## [Your assignment]
Starting with the line containing "Target: coniferous forest" and going on through the line containing "Objective — one point per instance of the dark", return the lines of the data below exactly, and only those.

-- Opening Marker --

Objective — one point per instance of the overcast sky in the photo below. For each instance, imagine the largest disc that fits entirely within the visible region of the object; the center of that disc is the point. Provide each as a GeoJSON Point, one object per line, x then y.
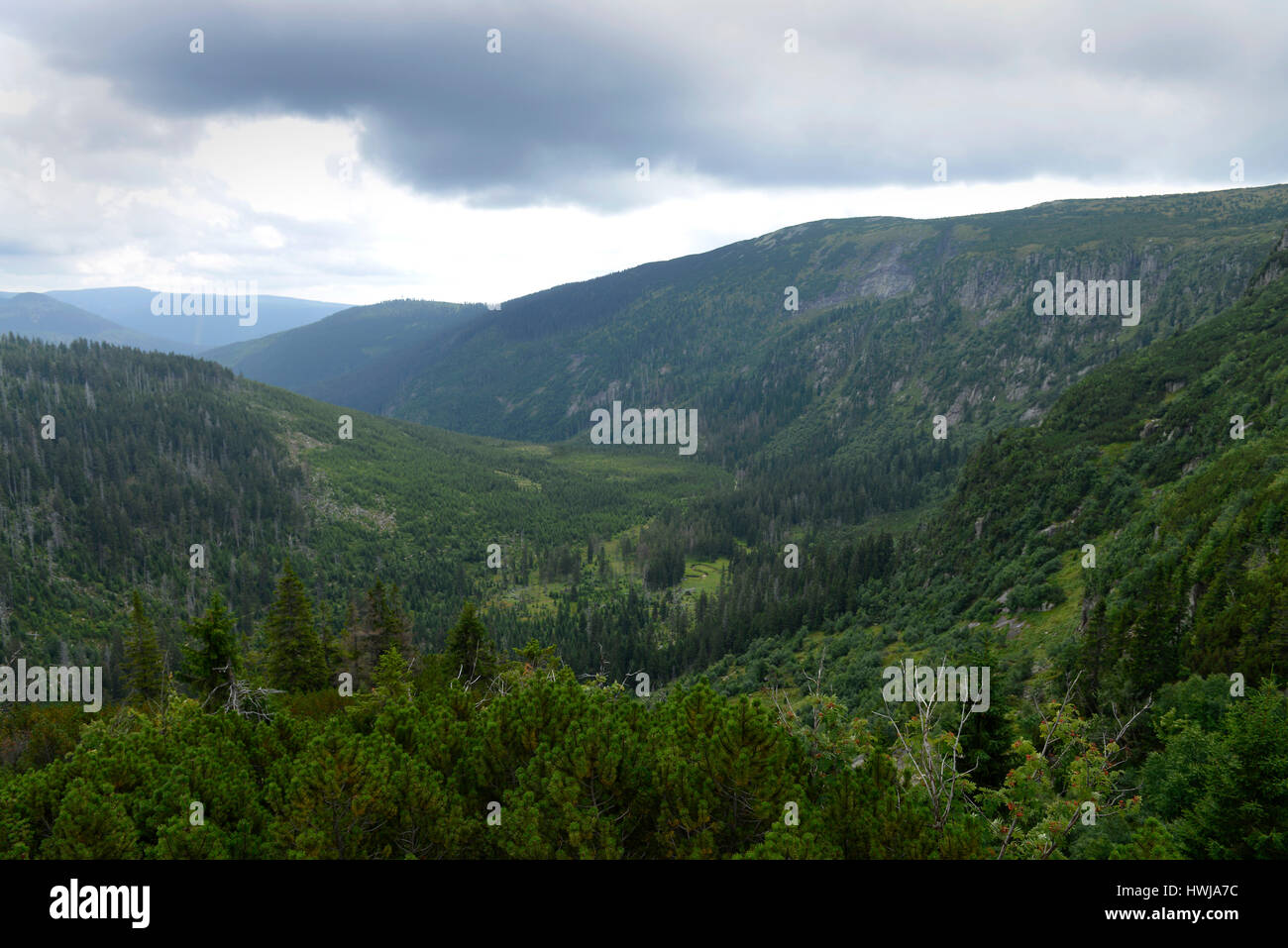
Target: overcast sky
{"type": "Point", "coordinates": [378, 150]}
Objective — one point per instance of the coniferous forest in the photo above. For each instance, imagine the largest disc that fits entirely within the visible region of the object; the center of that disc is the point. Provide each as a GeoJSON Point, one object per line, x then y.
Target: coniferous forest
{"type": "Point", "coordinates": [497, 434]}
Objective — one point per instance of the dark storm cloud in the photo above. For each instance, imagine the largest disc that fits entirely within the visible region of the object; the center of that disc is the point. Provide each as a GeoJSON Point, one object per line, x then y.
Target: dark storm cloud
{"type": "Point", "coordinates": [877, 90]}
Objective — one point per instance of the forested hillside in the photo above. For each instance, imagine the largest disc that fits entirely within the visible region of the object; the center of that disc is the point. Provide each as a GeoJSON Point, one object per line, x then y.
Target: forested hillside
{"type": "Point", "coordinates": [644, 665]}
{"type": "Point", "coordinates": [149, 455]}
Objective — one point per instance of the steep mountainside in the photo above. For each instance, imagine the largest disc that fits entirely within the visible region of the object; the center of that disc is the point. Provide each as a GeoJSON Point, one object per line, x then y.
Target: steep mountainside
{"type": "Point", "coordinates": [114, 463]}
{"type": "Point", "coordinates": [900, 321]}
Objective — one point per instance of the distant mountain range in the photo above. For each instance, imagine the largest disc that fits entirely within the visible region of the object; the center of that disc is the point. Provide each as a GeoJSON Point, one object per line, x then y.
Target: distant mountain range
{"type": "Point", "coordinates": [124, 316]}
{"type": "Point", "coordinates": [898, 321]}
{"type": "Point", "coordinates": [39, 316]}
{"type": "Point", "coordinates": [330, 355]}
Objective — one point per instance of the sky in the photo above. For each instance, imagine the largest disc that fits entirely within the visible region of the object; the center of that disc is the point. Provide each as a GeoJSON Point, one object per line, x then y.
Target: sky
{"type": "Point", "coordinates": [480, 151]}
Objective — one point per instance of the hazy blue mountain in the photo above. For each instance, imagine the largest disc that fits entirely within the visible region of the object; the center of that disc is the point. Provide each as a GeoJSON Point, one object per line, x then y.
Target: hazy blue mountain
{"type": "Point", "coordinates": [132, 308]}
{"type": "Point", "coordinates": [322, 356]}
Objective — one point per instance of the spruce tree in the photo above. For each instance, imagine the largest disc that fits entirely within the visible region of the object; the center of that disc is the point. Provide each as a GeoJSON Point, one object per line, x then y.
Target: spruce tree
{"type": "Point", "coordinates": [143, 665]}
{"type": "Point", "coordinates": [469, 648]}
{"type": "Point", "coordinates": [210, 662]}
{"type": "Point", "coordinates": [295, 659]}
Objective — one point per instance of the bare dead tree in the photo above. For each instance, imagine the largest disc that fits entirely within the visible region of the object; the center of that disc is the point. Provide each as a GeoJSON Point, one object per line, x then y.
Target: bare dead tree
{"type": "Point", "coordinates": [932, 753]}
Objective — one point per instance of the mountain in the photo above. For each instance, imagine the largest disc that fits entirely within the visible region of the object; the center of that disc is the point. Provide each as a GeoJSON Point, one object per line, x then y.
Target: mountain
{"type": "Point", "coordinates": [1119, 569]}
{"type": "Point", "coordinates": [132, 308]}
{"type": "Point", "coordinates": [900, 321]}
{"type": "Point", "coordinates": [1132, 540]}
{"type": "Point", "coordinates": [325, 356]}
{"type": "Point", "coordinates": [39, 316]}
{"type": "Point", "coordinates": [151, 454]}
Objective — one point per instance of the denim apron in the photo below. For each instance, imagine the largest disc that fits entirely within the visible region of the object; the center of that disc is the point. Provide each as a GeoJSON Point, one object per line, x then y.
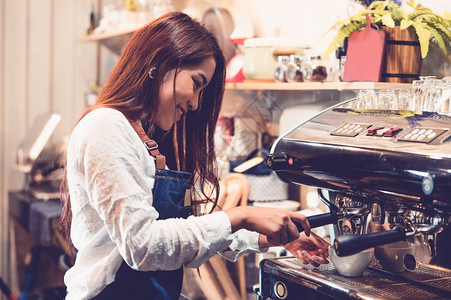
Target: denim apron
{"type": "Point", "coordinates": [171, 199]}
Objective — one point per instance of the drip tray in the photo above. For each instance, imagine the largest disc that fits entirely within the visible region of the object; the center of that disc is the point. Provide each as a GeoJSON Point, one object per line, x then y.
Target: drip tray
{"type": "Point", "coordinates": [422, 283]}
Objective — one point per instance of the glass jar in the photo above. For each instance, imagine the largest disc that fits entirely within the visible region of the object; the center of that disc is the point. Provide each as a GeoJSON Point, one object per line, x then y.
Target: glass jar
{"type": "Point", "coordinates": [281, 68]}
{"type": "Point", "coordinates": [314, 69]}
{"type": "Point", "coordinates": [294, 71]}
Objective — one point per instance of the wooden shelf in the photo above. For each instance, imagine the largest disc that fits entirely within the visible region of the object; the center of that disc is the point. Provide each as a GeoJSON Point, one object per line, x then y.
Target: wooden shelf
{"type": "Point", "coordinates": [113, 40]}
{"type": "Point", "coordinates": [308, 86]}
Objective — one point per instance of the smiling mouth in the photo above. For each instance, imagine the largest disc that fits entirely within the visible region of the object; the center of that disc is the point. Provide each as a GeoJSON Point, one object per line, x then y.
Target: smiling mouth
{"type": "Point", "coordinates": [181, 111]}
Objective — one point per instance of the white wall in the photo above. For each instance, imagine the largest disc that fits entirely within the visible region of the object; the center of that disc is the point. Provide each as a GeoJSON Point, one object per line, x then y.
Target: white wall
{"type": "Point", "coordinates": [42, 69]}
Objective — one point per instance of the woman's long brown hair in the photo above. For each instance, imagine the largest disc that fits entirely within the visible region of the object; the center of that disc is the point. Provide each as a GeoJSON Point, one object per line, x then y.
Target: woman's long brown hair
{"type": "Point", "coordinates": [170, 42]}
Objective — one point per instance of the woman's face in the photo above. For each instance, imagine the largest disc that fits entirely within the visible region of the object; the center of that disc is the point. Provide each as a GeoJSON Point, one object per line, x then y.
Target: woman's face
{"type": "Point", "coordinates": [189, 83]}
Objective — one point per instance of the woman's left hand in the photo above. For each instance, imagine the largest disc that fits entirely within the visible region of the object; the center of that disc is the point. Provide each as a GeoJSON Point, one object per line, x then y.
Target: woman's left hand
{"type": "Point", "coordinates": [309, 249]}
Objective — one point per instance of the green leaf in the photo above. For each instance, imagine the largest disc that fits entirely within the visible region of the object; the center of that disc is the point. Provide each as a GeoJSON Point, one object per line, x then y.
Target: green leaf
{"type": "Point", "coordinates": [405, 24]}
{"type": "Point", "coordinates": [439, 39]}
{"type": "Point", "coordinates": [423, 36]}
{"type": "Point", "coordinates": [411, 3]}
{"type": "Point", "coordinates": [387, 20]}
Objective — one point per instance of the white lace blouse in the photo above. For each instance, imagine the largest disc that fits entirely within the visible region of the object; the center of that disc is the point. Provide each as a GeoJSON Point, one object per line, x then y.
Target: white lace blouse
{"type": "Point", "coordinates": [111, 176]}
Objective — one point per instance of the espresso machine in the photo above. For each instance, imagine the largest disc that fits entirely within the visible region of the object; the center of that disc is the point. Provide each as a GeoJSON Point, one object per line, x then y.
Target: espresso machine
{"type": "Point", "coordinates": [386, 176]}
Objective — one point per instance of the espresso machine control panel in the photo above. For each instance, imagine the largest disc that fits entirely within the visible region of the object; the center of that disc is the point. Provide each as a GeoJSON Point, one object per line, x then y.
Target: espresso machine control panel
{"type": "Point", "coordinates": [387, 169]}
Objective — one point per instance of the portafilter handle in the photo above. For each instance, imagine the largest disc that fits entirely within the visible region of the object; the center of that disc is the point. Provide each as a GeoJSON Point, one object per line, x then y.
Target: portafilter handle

-- Closing Marker --
-- Opening Marker --

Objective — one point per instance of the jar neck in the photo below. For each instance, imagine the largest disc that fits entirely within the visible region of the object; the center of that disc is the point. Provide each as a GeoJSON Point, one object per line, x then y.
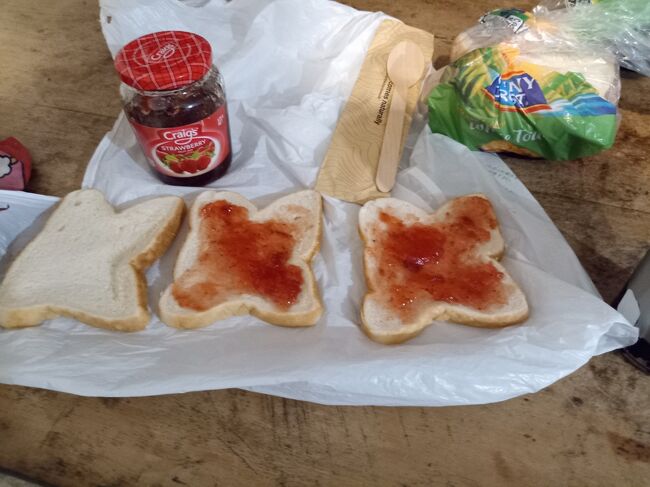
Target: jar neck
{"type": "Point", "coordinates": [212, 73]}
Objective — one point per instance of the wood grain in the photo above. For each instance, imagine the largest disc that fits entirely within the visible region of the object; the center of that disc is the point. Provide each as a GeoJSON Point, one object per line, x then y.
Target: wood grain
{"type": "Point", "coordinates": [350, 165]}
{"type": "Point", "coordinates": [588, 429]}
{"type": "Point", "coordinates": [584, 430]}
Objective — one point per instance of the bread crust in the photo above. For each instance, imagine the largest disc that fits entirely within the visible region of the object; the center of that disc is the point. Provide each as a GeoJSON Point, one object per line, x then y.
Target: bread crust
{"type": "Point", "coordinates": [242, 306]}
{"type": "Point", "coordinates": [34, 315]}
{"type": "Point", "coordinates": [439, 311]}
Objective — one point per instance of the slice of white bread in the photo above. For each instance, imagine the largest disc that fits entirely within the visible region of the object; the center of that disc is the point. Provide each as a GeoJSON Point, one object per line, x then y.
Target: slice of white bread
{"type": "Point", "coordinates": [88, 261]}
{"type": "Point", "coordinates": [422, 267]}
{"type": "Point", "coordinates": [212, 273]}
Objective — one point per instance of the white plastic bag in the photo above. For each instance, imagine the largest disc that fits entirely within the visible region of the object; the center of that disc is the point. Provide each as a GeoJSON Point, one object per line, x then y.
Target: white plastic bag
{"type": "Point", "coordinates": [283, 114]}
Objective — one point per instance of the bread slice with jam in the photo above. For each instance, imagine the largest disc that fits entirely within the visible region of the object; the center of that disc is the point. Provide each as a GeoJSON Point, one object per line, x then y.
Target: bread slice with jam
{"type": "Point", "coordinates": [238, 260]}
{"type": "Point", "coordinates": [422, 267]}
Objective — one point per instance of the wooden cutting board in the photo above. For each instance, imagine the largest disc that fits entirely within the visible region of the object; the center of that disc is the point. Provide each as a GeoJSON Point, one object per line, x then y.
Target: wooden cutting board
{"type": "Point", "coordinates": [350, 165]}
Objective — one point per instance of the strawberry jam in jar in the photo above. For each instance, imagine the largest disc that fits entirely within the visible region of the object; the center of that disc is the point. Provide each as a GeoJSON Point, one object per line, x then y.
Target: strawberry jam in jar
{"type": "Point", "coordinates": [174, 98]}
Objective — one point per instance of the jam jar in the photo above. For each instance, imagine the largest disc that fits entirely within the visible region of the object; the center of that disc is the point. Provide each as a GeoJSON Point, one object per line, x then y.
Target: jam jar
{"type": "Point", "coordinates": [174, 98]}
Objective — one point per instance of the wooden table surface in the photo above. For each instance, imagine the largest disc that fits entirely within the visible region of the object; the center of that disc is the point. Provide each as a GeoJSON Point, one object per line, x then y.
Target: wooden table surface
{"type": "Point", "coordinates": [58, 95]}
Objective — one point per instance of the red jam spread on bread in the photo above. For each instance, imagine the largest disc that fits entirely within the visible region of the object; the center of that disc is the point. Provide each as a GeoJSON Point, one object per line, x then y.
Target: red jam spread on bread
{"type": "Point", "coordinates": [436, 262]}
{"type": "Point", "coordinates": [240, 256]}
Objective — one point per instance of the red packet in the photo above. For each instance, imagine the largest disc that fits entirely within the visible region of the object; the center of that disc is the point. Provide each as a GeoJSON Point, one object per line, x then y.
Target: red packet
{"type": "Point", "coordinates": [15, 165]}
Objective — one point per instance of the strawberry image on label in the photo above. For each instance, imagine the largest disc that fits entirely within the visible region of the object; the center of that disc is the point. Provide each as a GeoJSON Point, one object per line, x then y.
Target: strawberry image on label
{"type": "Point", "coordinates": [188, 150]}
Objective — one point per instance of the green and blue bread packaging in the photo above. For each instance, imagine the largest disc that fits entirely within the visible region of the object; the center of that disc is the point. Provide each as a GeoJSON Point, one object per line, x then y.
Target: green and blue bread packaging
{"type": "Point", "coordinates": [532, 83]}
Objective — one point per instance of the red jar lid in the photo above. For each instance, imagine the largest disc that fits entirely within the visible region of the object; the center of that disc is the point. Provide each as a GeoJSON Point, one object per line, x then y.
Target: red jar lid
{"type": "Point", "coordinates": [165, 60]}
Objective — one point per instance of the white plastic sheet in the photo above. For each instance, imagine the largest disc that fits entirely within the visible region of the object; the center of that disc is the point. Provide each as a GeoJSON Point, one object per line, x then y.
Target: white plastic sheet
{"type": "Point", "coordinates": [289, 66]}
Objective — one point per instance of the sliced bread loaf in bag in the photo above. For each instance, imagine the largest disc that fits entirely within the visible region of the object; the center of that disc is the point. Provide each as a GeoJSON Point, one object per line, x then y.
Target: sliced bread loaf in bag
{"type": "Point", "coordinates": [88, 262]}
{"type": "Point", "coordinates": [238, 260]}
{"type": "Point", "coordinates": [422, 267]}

-- Closing Marker --
-- Opening Marker --

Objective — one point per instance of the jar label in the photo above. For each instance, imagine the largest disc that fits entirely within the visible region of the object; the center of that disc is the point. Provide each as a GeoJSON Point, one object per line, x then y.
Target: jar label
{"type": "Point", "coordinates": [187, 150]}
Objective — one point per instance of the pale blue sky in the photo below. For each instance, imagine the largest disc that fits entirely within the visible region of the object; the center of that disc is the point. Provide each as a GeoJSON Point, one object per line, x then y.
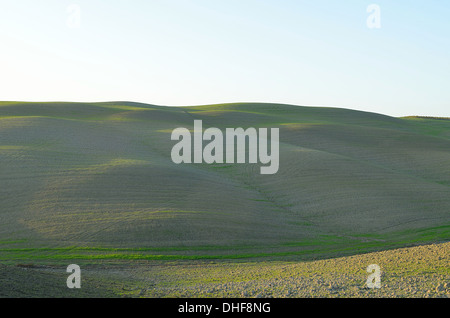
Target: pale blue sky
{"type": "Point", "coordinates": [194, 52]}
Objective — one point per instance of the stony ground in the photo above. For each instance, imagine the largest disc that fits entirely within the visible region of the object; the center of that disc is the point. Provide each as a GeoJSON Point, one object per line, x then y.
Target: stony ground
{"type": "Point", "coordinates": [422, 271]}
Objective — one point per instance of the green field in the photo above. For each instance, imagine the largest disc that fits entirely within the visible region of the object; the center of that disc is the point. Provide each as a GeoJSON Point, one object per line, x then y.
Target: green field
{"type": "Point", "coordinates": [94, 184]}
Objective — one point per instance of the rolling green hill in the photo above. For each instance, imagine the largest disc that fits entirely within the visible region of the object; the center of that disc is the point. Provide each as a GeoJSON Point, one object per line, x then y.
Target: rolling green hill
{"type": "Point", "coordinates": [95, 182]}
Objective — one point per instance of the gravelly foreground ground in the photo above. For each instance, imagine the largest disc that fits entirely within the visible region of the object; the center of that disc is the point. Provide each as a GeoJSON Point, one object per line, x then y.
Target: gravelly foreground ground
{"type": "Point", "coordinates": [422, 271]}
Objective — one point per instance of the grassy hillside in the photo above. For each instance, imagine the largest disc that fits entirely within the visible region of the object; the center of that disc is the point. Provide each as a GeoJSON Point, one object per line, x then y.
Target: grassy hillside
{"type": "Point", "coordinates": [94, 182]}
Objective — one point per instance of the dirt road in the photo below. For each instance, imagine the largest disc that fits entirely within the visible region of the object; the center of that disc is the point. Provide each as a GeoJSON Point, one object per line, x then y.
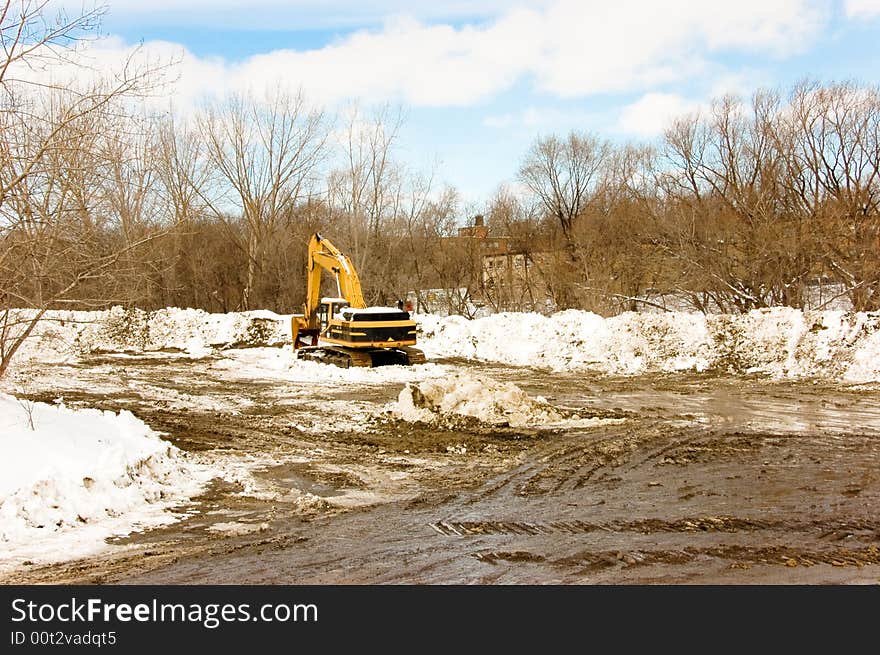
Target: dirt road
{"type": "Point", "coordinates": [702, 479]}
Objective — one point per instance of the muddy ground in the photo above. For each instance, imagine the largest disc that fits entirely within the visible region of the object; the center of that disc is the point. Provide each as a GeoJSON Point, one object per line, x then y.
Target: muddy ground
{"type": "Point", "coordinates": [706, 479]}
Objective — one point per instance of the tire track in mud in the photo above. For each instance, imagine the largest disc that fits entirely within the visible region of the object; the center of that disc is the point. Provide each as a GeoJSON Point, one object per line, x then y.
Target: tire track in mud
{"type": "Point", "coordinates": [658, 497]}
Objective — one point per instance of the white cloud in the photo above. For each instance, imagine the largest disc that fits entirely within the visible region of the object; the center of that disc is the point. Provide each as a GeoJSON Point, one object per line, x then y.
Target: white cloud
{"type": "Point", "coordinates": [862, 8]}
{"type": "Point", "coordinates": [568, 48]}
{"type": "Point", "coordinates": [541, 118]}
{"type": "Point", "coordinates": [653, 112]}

-- Closing Marker --

## [Solution for this exercise]
Target: coniferous forest
{"type": "Point", "coordinates": [497, 434]}
Objective — one point per instance of the dark storm cloud in the photo above. For each instance, imagine the largest disc that fits entirely within the visible region of the object; the center of that disc is the point. Provide each as a GeoJSON Point, one object per line, x then y.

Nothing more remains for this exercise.